Monday, May 31, 2010

Command Pipelines

Command Pipelines


Pipes are easy. The Unix shells provide mechanisms which you can use them to allow you to generate remarkably sophisticated `programs' out of simple components. We call that a pipeline. A pipeline is composed of a data generator, a series of filters, and a data consumer. Often that final stage is as simple as displaying the final output on stdout, and sometimes the first stage is as simple as reading from stdin. I think all shells use the "|" character to separate each stage of a pipeline. So:

data-generator | filter | ... | filter | data-consumer

Each stage of the pipeline runs in parallel, within the limits which the system permits. Hey, look closely, because that last phrase is important. Are you on a uni-processor system because if you are, then obviously only one process runs at a time, although that point is simply nitpicking. But pipes are buffers capable of holding only finite data. A process can write into a pipe until that pipe is full. When the pipe is full the process writing into it blocks until some of the data already in the pipe has been read. Similarly, a process can read from a pipe until that pipe is empty. When it's empty the reading process is blocked until some more data has been written into the pipe.

Saturday, May 29, 2010

Using DOS-like commands

Using DOS-like commands


There's a package called mtools which is included with most of the distributions out there.

There are several commands for basic DOS stuff. For example, to directory the floppy drive, type mdir a:. This is rather handy--you don't need to mount the floppy drive to use it.

● **SHORT PROBLEM**:
Please reproduce the passage of the shell-commands post that opens with the words containing "data-generator | filter" and closes with "into the pipe.". The listing comes from a separate source, unrelated to the shell-commands post.

● **DATASET RECORDS**:
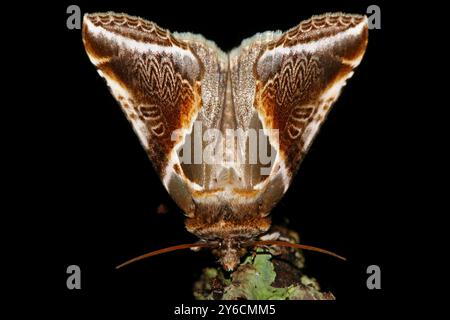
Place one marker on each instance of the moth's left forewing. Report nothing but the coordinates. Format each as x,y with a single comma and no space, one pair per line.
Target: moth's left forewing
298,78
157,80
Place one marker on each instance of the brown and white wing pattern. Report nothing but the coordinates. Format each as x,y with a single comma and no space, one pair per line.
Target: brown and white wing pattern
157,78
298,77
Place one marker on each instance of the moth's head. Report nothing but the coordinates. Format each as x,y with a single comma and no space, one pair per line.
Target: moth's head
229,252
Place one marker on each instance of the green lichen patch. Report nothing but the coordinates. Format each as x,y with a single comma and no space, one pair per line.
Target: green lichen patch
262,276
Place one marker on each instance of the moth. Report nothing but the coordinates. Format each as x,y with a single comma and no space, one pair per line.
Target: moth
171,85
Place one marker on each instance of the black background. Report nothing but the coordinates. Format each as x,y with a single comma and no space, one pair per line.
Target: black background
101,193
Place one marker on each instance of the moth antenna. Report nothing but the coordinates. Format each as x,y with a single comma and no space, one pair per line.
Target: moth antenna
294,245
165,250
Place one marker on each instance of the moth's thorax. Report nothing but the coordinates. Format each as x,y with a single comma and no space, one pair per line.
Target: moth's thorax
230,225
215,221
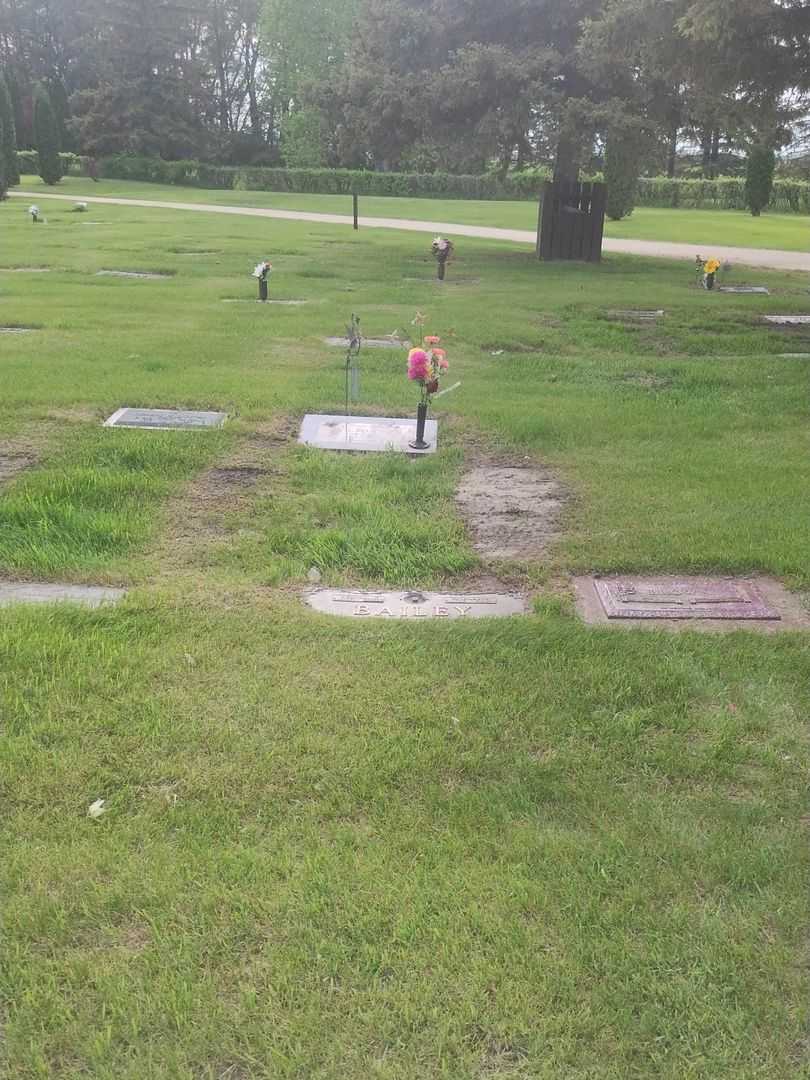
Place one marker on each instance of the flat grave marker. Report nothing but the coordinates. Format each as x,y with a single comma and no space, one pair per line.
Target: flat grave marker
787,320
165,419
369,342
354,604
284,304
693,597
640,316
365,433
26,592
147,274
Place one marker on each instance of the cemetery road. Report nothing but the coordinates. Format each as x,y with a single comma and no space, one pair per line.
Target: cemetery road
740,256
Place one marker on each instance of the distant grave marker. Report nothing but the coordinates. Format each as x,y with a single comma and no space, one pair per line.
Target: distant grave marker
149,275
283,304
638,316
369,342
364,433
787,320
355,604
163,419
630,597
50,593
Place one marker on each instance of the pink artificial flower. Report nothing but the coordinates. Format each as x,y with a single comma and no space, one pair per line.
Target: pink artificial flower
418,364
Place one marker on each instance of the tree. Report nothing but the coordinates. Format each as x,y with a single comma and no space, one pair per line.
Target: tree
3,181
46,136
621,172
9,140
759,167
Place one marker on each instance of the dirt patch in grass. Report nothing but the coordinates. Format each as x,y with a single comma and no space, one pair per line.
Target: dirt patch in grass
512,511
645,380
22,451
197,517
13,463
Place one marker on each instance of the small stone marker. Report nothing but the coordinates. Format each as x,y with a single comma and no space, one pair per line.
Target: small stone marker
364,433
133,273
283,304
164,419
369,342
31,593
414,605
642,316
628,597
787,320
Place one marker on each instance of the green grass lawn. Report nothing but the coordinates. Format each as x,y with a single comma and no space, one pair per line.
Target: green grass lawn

● **SOLUTION TO THE EXERCISE**:
data-generator | filter | ... | filter | data-consumer

Each stage of the pipeline runs in parallel, within the limits which the system permits. Hey, look closely, because that last phrase is important. Are you on a uni-processor system because if you are, then obviously only one process runs at a time, although that point is simply nitpicking. But pipes are buffers capable of holding only finite data. A process can write into a pipe until that pipe is full. When the pipe is full the process writing into it blocks until some of the data already in the pipe has been read. Similarly, a process can read from a pipe until that pipe is empty. When it's empty the reading process is blocked until some more data has been written into the pipe.